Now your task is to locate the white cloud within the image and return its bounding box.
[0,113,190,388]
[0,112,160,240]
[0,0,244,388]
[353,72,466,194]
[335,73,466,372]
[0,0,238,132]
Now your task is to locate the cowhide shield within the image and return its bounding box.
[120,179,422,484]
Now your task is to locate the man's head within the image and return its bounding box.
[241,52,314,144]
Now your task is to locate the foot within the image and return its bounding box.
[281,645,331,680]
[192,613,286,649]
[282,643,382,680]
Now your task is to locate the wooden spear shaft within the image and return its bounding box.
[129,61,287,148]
━━━━
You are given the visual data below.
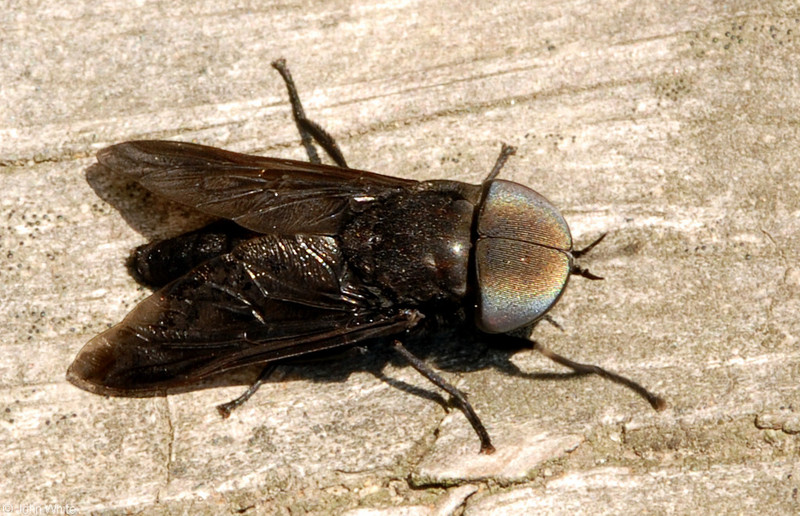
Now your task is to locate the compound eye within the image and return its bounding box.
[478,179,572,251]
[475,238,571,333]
━━━━
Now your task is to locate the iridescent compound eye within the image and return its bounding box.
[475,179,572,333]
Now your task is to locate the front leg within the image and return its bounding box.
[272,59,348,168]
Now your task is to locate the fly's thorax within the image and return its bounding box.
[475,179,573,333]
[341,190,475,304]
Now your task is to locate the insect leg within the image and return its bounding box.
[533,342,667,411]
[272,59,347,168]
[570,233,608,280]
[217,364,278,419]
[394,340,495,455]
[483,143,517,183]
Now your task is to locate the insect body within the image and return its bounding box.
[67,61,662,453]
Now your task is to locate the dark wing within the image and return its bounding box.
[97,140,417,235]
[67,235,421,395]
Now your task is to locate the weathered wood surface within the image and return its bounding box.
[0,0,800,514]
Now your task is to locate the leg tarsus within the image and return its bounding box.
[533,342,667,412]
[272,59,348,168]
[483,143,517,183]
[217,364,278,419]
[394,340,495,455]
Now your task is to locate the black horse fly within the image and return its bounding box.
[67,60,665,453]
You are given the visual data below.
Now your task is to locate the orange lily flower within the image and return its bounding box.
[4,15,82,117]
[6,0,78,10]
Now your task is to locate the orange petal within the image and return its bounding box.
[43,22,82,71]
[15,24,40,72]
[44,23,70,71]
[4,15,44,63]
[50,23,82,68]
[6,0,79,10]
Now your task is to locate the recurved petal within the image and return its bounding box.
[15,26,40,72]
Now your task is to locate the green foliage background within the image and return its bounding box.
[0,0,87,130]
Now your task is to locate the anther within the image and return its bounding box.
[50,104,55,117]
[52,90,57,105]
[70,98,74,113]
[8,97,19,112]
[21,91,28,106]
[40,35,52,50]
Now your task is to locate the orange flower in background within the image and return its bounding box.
━━━━
> **Aim of the exercise**
Copy the records above word for word, starting with the line that contains "Now your task is to locate the green" and ending after the line that contains "Now your task is to locate the orange flower".

> **Solution to this task**
Now your task is to locate the green foliage background within the image and return its bounding box.
[0,0,87,130]
Now your task is to locate the anther within the image and return its bounding box.
[50,104,55,117]
[52,90,57,105]
[70,98,74,113]
[8,97,19,112]
[21,91,28,106]
[40,35,52,50]
Now your task is to locate the orange flower in background within the image and return its bounding box.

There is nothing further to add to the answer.